> WHAT YOU NEED TO DO: With the pictures set aside, reproduce each entry precisely as it reads.

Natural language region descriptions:
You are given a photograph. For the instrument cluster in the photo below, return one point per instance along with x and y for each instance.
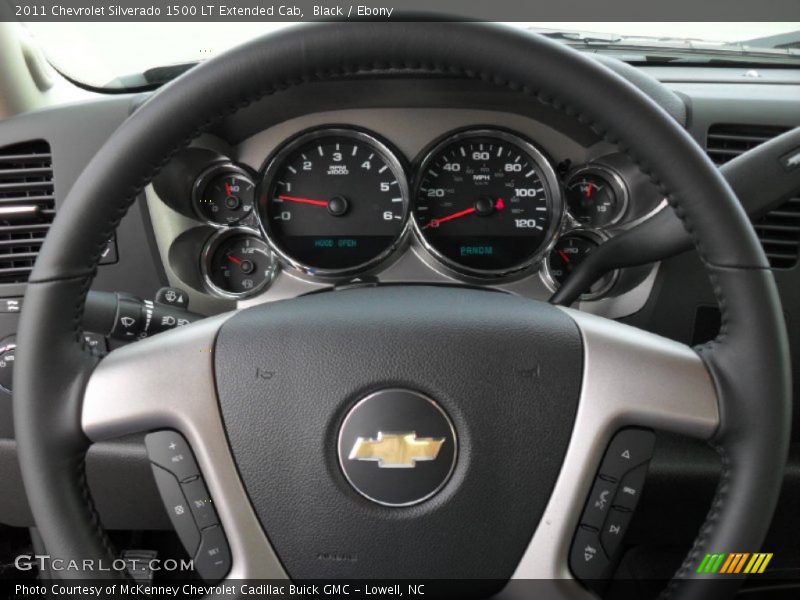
(482, 205)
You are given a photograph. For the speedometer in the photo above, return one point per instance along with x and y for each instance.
(334, 202)
(486, 203)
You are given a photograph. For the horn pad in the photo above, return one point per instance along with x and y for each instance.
(506, 372)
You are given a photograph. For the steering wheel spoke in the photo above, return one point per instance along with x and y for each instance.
(631, 378)
(167, 382)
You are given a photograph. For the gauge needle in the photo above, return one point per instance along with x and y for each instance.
(458, 215)
(303, 200)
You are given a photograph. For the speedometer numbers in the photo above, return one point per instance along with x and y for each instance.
(334, 202)
(486, 203)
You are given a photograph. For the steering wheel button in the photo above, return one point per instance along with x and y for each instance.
(178, 509)
(628, 449)
(599, 503)
(614, 530)
(630, 488)
(588, 560)
(200, 503)
(213, 558)
(169, 450)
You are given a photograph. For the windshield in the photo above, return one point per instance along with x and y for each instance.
(130, 55)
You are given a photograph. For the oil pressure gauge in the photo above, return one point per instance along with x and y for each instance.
(570, 251)
(596, 196)
(237, 263)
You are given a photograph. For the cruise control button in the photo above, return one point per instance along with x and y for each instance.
(200, 502)
(587, 559)
(599, 503)
(169, 450)
(614, 530)
(213, 559)
(170, 296)
(178, 509)
(630, 488)
(628, 449)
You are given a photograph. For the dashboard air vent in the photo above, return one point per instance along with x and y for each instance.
(27, 206)
(778, 230)
(726, 142)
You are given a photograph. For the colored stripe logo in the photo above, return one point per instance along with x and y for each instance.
(735, 562)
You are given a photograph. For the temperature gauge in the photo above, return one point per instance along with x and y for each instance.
(237, 263)
(570, 251)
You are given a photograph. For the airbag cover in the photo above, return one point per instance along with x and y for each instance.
(506, 370)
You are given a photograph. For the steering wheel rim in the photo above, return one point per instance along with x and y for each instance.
(748, 362)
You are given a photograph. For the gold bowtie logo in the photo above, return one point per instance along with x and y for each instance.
(396, 450)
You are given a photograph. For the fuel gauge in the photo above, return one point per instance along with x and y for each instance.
(224, 195)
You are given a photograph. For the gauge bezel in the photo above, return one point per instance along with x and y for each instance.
(212, 245)
(550, 179)
(274, 163)
(613, 178)
(205, 178)
(594, 235)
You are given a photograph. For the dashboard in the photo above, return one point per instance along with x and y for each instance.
(460, 197)
(183, 234)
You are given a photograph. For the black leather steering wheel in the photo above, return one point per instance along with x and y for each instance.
(594, 376)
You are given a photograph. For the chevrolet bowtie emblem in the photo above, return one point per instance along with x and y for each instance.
(396, 450)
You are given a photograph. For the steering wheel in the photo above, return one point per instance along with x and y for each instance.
(532, 393)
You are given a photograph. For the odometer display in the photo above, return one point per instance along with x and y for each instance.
(486, 203)
(334, 202)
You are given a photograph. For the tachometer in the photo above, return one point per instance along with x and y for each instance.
(334, 202)
(486, 203)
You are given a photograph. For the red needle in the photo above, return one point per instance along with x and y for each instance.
(303, 200)
(459, 214)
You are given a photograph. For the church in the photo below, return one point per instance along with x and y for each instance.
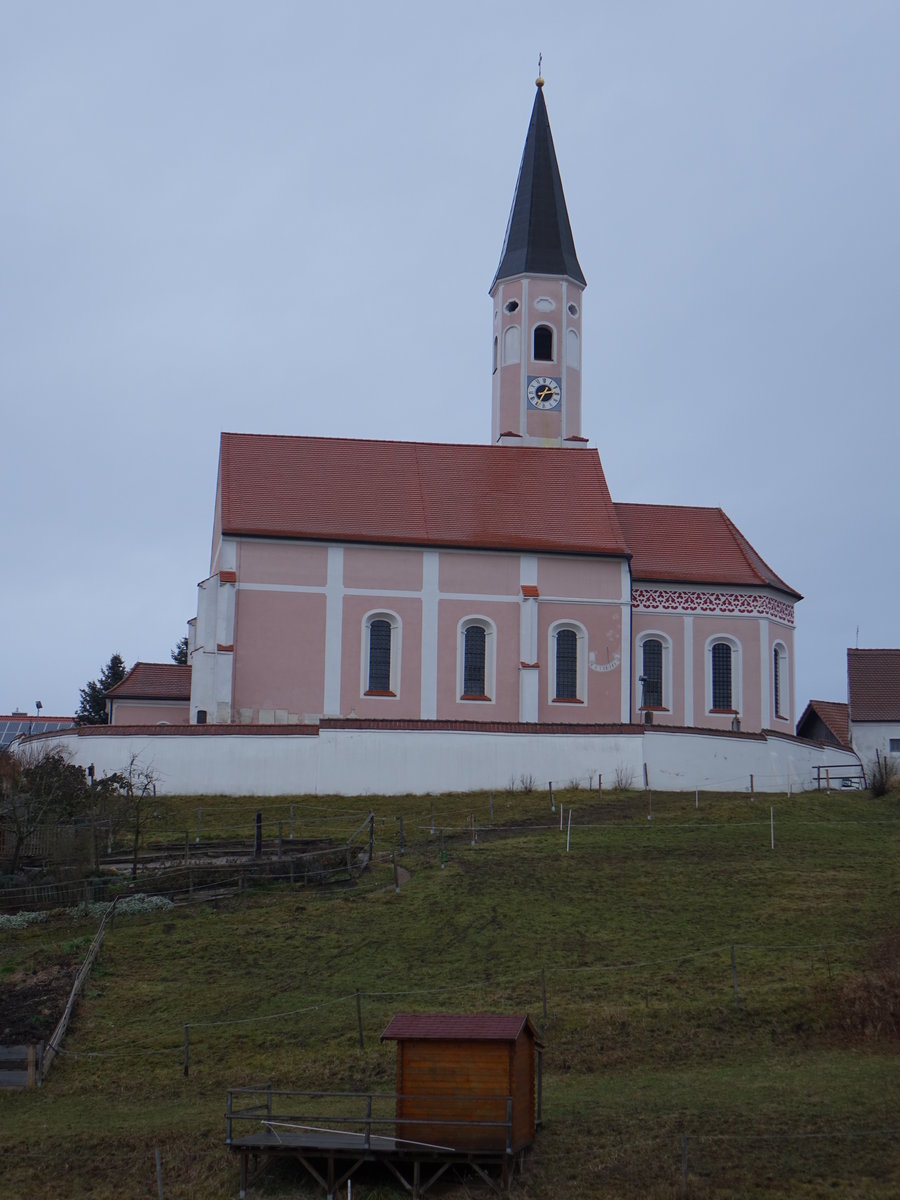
(498, 583)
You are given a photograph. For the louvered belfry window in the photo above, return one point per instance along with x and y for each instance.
(721, 676)
(652, 672)
(473, 682)
(379, 655)
(567, 665)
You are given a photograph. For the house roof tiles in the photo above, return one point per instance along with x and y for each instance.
(874, 684)
(154, 681)
(417, 493)
(670, 543)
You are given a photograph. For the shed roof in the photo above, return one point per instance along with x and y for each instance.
(154, 681)
(418, 493)
(874, 684)
(696, 545)
(833, 714)
(457, 1027)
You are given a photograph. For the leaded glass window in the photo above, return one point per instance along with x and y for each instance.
(567, 665)
(379, 655)
(652, 673)
(721, 676)
(473, 673)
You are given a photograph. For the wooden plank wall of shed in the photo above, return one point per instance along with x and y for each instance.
(430, 1069)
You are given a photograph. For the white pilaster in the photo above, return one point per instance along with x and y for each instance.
(334, 630)
(431, 597)
(689, 719)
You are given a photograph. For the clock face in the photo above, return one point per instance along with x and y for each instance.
(544, 391)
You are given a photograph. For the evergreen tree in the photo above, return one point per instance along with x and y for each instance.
(93, 708)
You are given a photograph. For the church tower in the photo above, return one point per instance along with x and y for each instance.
(537, 306)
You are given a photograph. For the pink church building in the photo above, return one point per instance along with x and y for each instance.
(418, 582)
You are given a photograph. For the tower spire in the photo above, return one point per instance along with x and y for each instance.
(539, 238)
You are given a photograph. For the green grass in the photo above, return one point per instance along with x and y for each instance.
(631, 934)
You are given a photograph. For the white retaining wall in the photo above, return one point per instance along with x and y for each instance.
(387, 762)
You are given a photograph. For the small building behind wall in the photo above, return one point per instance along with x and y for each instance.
(874, 699)
(466, 1083)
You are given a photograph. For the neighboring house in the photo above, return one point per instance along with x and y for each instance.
(151, 694)
(495, 583)
(13, 725)
(874, 702)
(826, 720)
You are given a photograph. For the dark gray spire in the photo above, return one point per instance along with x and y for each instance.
(539, 238)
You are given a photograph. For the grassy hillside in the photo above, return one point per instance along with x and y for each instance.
(789, 1086)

> FINISHED EXERCISE:
You are given a photograph. For the instrument cluster in the photo below, return one point per instance along with x and y for each instance.
(482, 205)
You are given a photograph. For the speedometer in the photo above, return one point per instance along with x and y for each instance.
(334, 202)
(486, 203)
You are given a photograph. For the horn pad in the photo above, return one point per instance along with x and y for each instance.
(506, 372)
You are given a photograph. For the steering wheel spoke in the photo above, return one point per instance along with x and y for each instance.
(631, 378)
(167, 382)
You are given a photograph. For the gauge needle in the photo above, return one point per instance along with x and y for each instance.
(458, 215)
(303, 200)
You are given a photograph. For the speedometer numbers in the photo above, return one point per instance along with x and y for each instance.
(334, 202)
(486, 203)
You are given a photograph. For the steering wheel button in the photo above, return one point per instance along with x and y for each instance.
(178, 509)
(628, 449)
(599, 503)
(614, 530)
(630, 488)
(588, 560)
(200, 503)
(213, 558)
(169, 450)
You are given a photograph. For the windshield in the photo above, return one point per instance along with x and y for each instance.
(130, 55)
You are given a photograph. For the oil pressure gauge in the photo above, return one point per instance along with x and y for each instance.
(570, 251)
(596, 196)
(237, 263)
You are given a photograph. For the cruise control button in the photo above, return one point per instance along with x and y for each instance.
(200, 502)
(587, 559)
(599, 503)
(169, 450)
(614, 530)
(213, 559)
(170, 296)
(178, 509)
(630, 488)
(628, 449)
You are given a photograph. For the dashboard air vent in the photo above, return one point per instance along with x and y for each instance.
(27, 206)
(778, 230)
(726, 142)
You are given a photograph. For the colored stripe logo in the photo above, return one point per instance along with x and y for each instance.
(735, 562)
You are given a photograph. For the temperature gauge in the photo above, return one point per instance along with x and y for each instance.
(237, 263)
(570, 251)
You are given a photograph. For the airbag cover in the photo above, return one point per instance along with x and y for each instance.
(506, 370)
You are given a photograph. For the steering wheel rim in the photo above, return one point per instance along with x and y for each instance.
(748, 362)
You are given a photograph. For the gold bowtie logo in the photo above, return one point per instance along with x and y for each instance.
(396, 450)
You are given a photograph. For the fuel gauge in the photo above, return one point per instance along with x and y for each instance.
(224, 195)
You are given a photograph. For the gauge bezel in the photo above, return one point per instance along with x and y for each instance.
(212, 245)
(550, 179)
(274, 163)
(613, 178)
(205, 178)
(594, 235)
You are given a photograph. For the dashboard in the photo above, return one point per instance along with x and y for each instance.
(460, 197)
(183, 234)
You are given a photograph. For the black leather steering wheel in the photo above, return one point per instance along with x and y for each instance.
(594, 376)
You are given a photograph. For the chevrolet bowtie emblem in the photo above, return one point per instance along with x and y for each instance.
(396, 450)
You are given a photograph. For the steering wheel in the photo above, return one point per instance along with x and y for each instance.
(532, 393)
You are given a photograph. For the odometer display in the photo above, return one point per instance along with x and y for each instance.
(486, 203)
(334, 202)
You are given a photograph. For the tachometer in the photo above, return one point per instance along with x and y for each instance.
(334, 202)
(486, 203)
You are given a photograph. For the red needle in the photo above, return one point per instance along with x and y for each instance.
(303, 200)
(459, 214)
You are given a photograph. For the church in the photo below, return one point per instance along with x and y for each instance.
(498, 583)
You are given a photograph. For the louvered belfry window in the photo above, return one point per instance along with x and y for each instance.
(721, 676)
(652, 672)
(473, 682)
(379, 655)
(567, 665)
You are given a photograph. For the house roof tiles in the photo above, return one point per instance along with x and y for each instance.
(874, 684)
(154, 681)
(417, 493)
(670, 543)
You are given a photograph. For the shed roof in the photo above, return one point per instance along with x and y for each instance.
(154, 681)
(418, 493)
(874, 684)
(696, 545)
(833, 714)
(457, 1027)
You are given a photograph. For the leaded glass window in the photo above, return one point per instance along with x and y for each instance.
(567, 665)
(379, 655)
(652, 673)
(721, 676)
(473, 673)
You are given a photograph. For the wooden plank wall of shed in the photo above, return one point per instance along with x and y for each instance.
(430, 1069)
You are given a photograph. For the white pilaster in the photo above, return one point per instance along with x and y for each instance.
(334, 630)
(431, 597)
(689, 719)
You are given a photograph. For the clock face in the photo above, return one point per instance along with x and y for each instance.
(544, 391)
You are given a photograph. For the evergreen tree in the photo above, return one point per instance along with x and y for each instance.
(93, 708)
You are given a photograph. For the church tower in the photo above, return one point per instance along with x and y for each instance.
(537, 306)
You are given a photograph. For the pink church building in the photo above, return one point per instance along with x and y for each instance.
(418, 582)
You are given a photograph. For the tower spire in the photo above, return one point per instance along with x and y for each instance.
(539, 238)
You are given a photograph. For the green grass in the photo above, return one point per instance along with x and y for each instance.
(631, 934)
You are given a photograph. For the white retaining wall in the photo above, return one point per instance along with x and y for each instance.
(387, 762)
You are given a photograph. For the small building behind wall in the photo above, return one point per instance along with x and y for each instance.
(874, 699)
(466, 1083)
You are given a photograph. For the neighboring house in the photo above, return one point per instance along with x and y for each instance.
(151, 694)
(495, 583)
(13, 725)
(874, 702)
(826, 720)
You are given a photograph. For the dark gray spire in the photo above, return one point per instance along with x and y for each instance.
(539, 238)
You are given a photograph. For the grassy hillside in the photo above, return one point per instance along with x and y for each instance.
(789, 1086)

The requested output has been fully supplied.